#### WORK REQUIRED
Go through each line of the records below and count those with the word "hand"; give only the total.

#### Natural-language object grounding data
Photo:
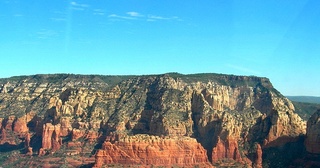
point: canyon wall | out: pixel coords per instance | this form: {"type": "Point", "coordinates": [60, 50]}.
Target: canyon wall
{"type": "Point", "coordinates": [211, 119]}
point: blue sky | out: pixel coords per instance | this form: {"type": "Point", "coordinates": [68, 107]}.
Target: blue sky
{"type": "Point", "coordinates": [275, 39]}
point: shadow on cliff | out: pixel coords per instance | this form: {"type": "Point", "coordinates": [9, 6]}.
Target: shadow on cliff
{"type": "Point", "coordinates": [283, 155]}
{"type": "Point", "coordinates": [6, 147]}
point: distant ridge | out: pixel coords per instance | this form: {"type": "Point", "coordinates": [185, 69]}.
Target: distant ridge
{"type": "Point", "coordinates": [305, 99]}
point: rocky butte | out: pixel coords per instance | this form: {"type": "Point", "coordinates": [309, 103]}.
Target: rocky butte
{"type": "Point", "coordinates": [168, 120]}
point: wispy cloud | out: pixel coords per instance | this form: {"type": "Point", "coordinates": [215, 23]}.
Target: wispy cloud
{"type": "Point", "coordinates": [99, 12]}
{"type": "Point", "coordinates": [243, 69]}
{"type": "Point", "coordinates": [134, 14]}
{"type": "Point", "coordinates": [138, 16]}
{"type": "Point", "coordinates": [78, 6]}
{"type": "Point", "coordinates": [17, 15]}
{"type": "Point", "coordinates": [46, 34]}
{"type": "Point", "coordinates": [121, 17]}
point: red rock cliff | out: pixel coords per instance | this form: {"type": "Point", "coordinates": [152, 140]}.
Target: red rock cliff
{"type": "Point", "coordinates": [152, 150]}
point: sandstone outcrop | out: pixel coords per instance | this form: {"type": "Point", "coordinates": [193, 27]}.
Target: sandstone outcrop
{"type": "Point", "coordinates": [51, 137]}
{"type": "Point", "coordinates": [206, 117]}
{"type": "Point", "coordinates": [312, 141]}
{"type": "Point", "coordinates": [226, 150]}
{"type": "Point", "coordinates": [153, 151]}
{"type": "Point", "coordinates": [258, 157]}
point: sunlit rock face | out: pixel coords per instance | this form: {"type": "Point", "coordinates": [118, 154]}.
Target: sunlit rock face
{"type": "Point", "coordinates": [197, 120]}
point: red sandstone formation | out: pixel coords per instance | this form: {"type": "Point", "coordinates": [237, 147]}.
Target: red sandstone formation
{"type": "Point", "coordinates": [51, 137]}
{"type": "Point", "coordinates": [228, 149]}
{"type": "Point", "coordinates": [258, 158]}
{"type": "Point", "coordinates": [312, 141]}
{"type": "Point", "coordinates": [152, 150]}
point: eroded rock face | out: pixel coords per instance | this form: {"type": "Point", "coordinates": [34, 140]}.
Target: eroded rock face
{"type": "Point", "coordinates": [312, 141]}
{"type": "Point", "coordinates": [51, 137]}
{"type": "Point", "coordinates": [152, 150]}
{"type": "Point", "coordinates": [226, 150]}
{"type": "Point", "coordinates": [73, 114]}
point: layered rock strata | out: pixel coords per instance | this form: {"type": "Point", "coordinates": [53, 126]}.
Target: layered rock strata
{"type": "Point", "coordinates": [221, 116]}
{"type": "Point", "coordinates": [152, 151]}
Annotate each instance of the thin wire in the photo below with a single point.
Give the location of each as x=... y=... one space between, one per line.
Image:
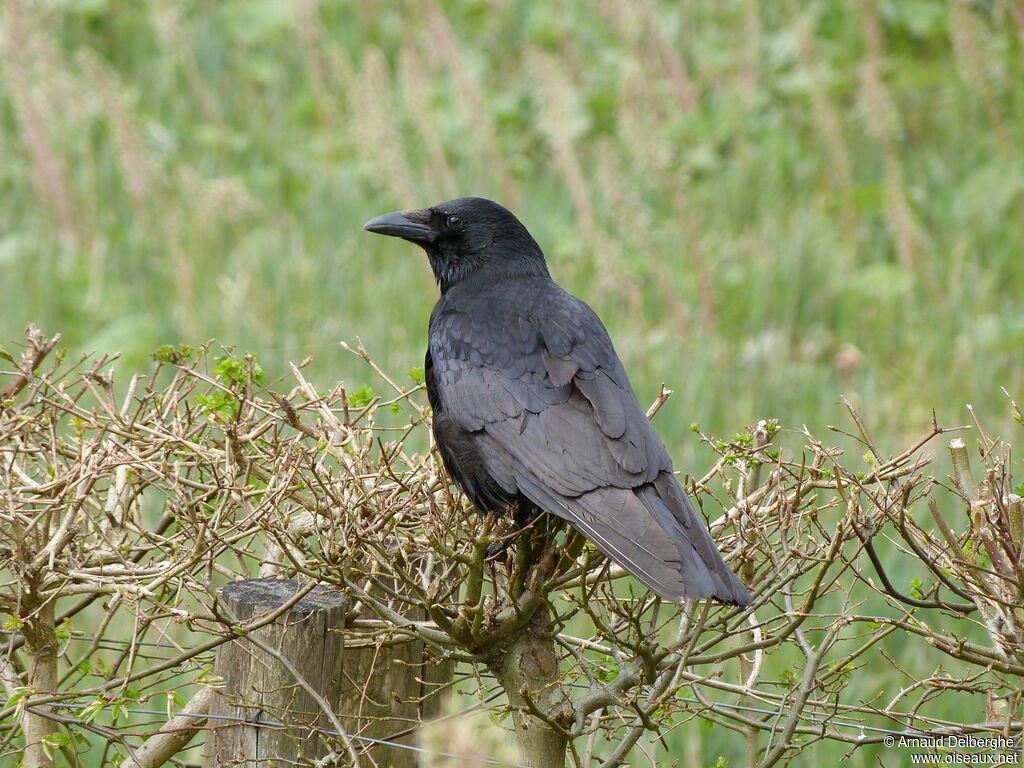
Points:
x=688 y=699
x=274 y=724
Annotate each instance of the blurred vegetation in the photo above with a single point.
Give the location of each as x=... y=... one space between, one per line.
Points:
x=769 y=204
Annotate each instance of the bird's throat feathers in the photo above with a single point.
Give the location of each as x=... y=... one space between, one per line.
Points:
x=494 y=262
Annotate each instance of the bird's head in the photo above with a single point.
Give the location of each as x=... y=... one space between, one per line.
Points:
x=466 y=237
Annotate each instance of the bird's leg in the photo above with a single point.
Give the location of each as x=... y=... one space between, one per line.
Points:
x=523 y=516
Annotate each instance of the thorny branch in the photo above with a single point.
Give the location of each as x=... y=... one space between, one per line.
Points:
x=122 y=511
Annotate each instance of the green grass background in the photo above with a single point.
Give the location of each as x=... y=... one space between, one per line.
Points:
x=770 y=204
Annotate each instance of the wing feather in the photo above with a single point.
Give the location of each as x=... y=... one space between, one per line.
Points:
x=552 y=416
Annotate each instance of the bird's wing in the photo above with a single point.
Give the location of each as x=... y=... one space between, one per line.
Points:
x=553 y=417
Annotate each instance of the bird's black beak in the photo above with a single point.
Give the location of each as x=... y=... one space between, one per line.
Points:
x=411 y=225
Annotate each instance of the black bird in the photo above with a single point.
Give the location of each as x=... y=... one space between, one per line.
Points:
x=532 y=410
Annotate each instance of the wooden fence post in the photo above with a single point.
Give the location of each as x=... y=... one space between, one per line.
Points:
x=375 y=692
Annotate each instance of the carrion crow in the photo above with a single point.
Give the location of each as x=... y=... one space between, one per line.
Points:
x=532 y=409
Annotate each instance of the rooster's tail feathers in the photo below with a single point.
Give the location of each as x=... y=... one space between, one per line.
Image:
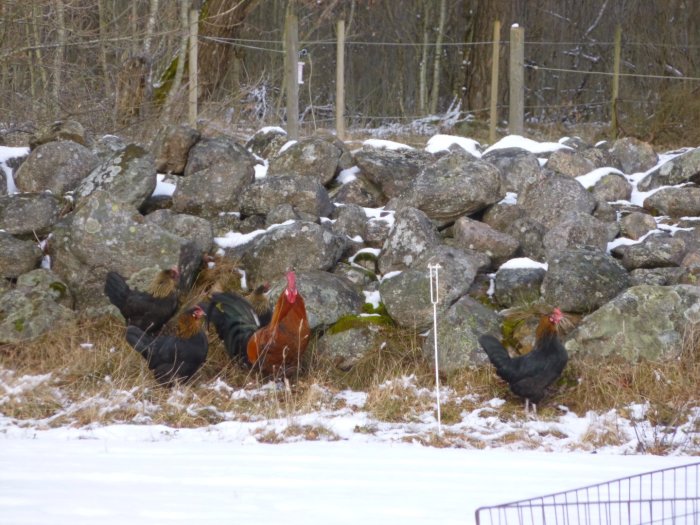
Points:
x=497 y=354
x=139 y=340
x=235 y=322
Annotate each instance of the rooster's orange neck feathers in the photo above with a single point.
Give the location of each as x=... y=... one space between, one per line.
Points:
x=290 y=293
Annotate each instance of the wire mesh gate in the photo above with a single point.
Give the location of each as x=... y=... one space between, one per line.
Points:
x=667 y=496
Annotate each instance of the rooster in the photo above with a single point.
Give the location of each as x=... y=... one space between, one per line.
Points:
x=149 y=310
x=275 y=348
x=178 y=351
x=261 y=303
x=529 y=375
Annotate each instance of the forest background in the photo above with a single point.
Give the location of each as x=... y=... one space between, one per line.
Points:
x=120 y=66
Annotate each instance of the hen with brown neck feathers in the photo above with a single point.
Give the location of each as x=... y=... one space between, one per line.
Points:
x=178 y=351
x=529 y=375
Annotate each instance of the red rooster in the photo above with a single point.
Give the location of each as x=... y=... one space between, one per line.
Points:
x=178 y=351
x=148 y=310
x=529 y=375
x=275 y=348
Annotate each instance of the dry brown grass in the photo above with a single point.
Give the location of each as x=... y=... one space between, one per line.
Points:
x=88 y=374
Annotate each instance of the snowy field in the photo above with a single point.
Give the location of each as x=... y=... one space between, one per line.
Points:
x=150 y=475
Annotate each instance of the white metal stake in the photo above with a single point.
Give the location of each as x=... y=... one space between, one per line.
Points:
x=434 y=268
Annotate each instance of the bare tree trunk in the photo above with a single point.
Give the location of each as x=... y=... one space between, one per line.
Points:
x=147 y=40
x=434 y=95
x=59 y=56
x=224 y=20
x=102 y=15
x=423 y=71
x=181 y=57
x=135 y=28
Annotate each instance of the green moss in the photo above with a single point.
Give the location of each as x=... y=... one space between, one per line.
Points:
x=59 y=287
x=349 y=322
x=369 y=308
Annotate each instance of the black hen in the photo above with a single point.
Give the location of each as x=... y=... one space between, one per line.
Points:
x=150 y=310
x=235 y=321
x=178 y=351
x=529 y=375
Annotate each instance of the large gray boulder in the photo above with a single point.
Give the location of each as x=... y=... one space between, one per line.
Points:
x=60 y=130
x=655 y=251
x=571 y=163
x=411 y=234
x=454 y=186
x=345 y=348
x=302 y=245
x=518 y=286
x=171 y=148
x=217 y=171
x=267 y=141
x=632 y=155
x=29 y=213
x=475 y=235
x=518 y=167
x=643 y=322
x=17 y=256
x=576 y=230
x=304 y=194
x=612 y=187
x=129 y=176
x=676 y=202
x=681 y=169
x=311 y=157
x=458 y=331
x=392 y=171
x=581 y=280
x=189 y=227
x=103 y=235
x=555 y=197
x=55 y=166
x=39 y=303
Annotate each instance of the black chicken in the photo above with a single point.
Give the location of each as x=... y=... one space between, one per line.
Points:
x=149 y=310
x=529 y=375
x=178 y=351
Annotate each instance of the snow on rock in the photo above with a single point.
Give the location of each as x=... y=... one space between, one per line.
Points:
x=443 y=142
x=516 y=141
x=385 y=144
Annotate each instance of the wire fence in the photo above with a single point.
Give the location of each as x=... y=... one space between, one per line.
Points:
x=387 y=81
x=665 y=497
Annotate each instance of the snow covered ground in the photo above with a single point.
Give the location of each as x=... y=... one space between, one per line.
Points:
x=150 y=475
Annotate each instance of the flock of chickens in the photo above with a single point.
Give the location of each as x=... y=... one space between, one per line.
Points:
x=174 y=342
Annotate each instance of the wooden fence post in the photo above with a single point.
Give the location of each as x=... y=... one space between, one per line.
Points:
x=193 y=68
x=291 y=45
x=516 y=112
x=616 y=81
x=340 y=82
x=493 y=112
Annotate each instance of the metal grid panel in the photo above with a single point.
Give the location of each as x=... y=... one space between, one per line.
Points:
x=667 y=496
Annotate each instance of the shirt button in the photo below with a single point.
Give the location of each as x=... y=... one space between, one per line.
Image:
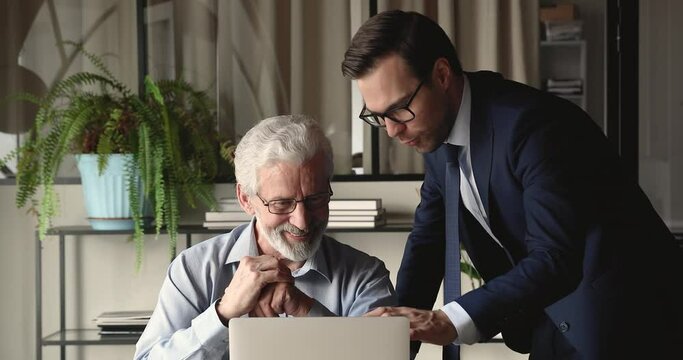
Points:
x=564 y=326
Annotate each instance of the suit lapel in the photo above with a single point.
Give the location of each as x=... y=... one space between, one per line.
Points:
x=481 y=140
x=451 y=284
x=452 y=197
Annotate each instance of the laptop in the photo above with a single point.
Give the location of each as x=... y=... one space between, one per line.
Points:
x=317 y=338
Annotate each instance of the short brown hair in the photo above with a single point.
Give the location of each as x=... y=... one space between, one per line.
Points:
x=416 y=38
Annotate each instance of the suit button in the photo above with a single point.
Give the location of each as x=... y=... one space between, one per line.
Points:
x=564 y=327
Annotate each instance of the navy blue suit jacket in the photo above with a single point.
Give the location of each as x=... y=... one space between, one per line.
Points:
x=588 y=249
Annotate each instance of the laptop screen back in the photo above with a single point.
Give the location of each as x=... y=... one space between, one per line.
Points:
x=316 y=338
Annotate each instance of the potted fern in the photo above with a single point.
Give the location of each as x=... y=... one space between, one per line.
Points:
x=167 y=138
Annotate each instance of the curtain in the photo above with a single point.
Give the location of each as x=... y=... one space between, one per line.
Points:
x=282 y=57
x=265 y=57
x=497 y=35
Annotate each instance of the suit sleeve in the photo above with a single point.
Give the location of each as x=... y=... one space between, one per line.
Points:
x=546 y=159
x=422 y=268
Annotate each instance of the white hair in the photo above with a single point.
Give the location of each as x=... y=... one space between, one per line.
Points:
x=287 y=138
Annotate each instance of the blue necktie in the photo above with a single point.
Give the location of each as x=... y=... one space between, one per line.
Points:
x=452 y=256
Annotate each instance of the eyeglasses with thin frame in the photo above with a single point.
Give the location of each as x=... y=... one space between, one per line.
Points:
x=400 y=114
x=287 y=206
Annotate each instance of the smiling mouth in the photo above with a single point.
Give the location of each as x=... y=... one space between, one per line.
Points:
x=300 y=237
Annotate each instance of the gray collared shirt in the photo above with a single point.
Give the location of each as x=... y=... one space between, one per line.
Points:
x=342 y=280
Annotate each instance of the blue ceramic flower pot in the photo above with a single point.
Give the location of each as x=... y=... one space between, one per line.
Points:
x=106 y=196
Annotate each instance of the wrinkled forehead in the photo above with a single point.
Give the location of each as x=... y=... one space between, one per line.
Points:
x=389 y=81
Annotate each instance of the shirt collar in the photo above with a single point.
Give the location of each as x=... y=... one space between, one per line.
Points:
x=246 y=246
x=460 y=133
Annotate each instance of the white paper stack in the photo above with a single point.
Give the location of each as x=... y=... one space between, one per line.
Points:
x=356 y=213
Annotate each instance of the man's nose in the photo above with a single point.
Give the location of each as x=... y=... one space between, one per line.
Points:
x=393 y=128
x=300 y=217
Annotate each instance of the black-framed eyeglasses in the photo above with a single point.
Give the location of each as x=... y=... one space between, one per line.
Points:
x=400 y=114
x=287 y=206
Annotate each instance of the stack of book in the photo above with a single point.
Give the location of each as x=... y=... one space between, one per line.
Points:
x=564 y=86
x=228 y=215
x=356 y=213
x=123 y=322
x=561 y=22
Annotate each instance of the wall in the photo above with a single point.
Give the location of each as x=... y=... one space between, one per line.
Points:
x=661 y=107
x=101 y=276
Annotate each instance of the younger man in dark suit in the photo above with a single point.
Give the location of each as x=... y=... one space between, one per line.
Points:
x=577 y=263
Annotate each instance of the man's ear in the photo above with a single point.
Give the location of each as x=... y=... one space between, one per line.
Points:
x=442 y=73
x=243 y=198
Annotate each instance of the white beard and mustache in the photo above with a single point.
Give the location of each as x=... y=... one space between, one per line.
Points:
x=298 y=251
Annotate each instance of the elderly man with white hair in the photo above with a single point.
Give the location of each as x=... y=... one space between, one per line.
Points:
x=279 y=264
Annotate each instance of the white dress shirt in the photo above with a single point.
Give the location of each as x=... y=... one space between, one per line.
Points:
x=460 y=136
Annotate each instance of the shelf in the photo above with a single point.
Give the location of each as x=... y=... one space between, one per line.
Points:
x=569 y=96
x=87 y=337
x=199 y=229
x=563 y=42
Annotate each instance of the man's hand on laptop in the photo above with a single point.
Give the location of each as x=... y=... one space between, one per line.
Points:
x=282 y=298
x=433 y=327
x=253 y=274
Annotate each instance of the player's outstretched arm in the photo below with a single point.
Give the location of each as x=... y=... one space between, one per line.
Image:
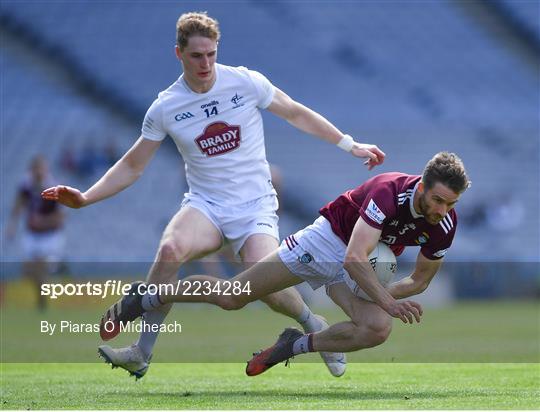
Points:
x=418 y=281
x=313 y=123
x=363 y=240
x=123 y=174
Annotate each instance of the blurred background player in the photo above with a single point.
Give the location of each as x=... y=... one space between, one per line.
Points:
x=43 y=238
x=212 y=112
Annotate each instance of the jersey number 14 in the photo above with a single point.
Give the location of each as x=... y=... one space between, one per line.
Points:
x=212 y=112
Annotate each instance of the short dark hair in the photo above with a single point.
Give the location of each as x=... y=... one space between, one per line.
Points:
x=196 y=23
x=448 y=169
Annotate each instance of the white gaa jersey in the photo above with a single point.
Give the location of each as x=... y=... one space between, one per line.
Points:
x=219 y=134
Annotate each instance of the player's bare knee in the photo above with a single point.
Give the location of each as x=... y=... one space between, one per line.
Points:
x=273 y=301
x=171 y=252
x=231 y=302
x=379 y=332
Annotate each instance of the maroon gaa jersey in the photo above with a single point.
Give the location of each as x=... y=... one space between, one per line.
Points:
x=385 y=203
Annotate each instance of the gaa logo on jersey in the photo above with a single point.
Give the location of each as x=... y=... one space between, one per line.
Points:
x=218 y=138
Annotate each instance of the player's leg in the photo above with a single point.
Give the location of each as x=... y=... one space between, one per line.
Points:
x=189 y=234
x=289 y=302
x=369 y=326
x=260 y=279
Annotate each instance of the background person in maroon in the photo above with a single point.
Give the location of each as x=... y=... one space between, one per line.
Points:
x=400 y=209
x=43 y=239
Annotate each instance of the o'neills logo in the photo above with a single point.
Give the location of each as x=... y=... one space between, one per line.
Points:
x=219 y=138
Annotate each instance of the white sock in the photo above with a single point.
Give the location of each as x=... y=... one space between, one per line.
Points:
x=151 y=302
x=147 y=339
x=303 y=344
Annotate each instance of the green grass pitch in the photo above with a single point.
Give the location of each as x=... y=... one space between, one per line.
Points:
x=470 y=356
x=302 y=386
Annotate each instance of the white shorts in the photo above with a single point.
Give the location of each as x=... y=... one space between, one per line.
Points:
x=237 y=223
x=315 y=254
x=48 y=245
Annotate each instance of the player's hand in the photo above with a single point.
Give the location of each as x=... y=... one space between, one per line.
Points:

#### RESPONSE FOR THIS EXERCISE
2